Problem statement. The reply should consist of every entry, repeated exactly.

::: Extracted records

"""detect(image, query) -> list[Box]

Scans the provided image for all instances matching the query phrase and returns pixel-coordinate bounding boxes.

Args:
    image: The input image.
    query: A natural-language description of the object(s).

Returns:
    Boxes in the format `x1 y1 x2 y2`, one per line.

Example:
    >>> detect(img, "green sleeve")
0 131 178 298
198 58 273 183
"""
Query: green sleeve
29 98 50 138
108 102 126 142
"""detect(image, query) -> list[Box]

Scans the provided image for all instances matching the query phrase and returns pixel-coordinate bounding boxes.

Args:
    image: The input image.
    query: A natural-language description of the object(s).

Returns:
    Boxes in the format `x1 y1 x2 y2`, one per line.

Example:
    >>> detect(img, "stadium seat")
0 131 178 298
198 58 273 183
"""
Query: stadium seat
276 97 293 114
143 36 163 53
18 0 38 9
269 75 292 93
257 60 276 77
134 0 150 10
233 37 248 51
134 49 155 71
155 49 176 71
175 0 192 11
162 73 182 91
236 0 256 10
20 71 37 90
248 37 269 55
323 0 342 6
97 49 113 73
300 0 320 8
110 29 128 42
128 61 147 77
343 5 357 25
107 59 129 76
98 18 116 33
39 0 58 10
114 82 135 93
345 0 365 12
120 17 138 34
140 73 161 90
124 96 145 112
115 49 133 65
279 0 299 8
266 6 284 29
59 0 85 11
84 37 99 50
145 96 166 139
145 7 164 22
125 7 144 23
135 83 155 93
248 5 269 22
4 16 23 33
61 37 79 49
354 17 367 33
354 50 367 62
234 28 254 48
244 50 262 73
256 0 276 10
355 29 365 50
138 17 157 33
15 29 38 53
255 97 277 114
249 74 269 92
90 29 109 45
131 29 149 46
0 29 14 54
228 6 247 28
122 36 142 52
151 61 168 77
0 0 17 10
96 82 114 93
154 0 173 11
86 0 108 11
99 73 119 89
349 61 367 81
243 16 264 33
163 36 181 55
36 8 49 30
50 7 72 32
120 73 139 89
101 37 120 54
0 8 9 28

::::::

Answer space.
"""detect(image, query) -> list[Box]

Scans the provided image for all instances matching the query phrase and returns pixel-coordinate bounding boxes.

Args:
    image: The input image.
    query: A natural-language description of the object(s).

Returns:
    Boxes in the format `x1 y1 x2 y2`, one per line.

Example:
    >>> detect(img, "green sleeve")
0 131 178 298
198 58 273 183
"""
Query: green sleeve
29 98 50 138
108 102 126 142
"""detect(image, query) -> list[Box]

Scans the provided image for all instances matching the query phrase and returns pixel-coordinate bounding boxes.

Args:
    image: The input image.
    query: A natural-language description of the object(s).

Returns:
    Boxes in the format `x1 y1 x2 y2`, one per line.

Example:
    >>> detect(img, "stadium seat")
0 131 178 298
198 58 273 183
"""
Query: stadium seat
276 97 293 114
143 36 163 53
18 0 38 9
269 75 292 93
257 60 276 77
134 0 150 10
233 37 248 51
134 49 155 71
155 49 176 71
175 0 192 11
162 73 182 91
236 0 256 10
20 71 37 90
248 37 269 55
323 0 342 6
97 49 113 73
300 0 320 8
110 29 128 42
128 61 147 77
343 5 357 25
107 59 129 76
98 18 116 33
39 0 58 10
114 82 135 93
345 0 365 12
120 17 138 34
140 73 161 90
124 96 145 112
115 49 133 65
279 0 299 8
266 6 284 29
59 0 85 11
84 37 99 50
145 96 166 139
145 7 164 22
125 7 144 23
135 83 155 93
248 5 269 22
4 16 23 33
61 37 79 49
354 17 367 33
354 50 367 62
234 28 254 48
244 50 262 73
256 0 276 10
355 29 365 50
138 17 157 33
15 29 38 53
255 97 277 114
249 74 269 92
90 29 109 45
131 29 149 46
0 29 14 54
228 6 247 28
122 36 142 52
151 61 168 77
0 0 17 10
96 82 114 93
154 0 173 11
86 0 108 11
99 73 119 89
349 61 367 81
243 16 264 33
163 36 181 55
36 8 49 30
50 7 72 32
120 73 139 89
101 37 120 54
0 8 9 28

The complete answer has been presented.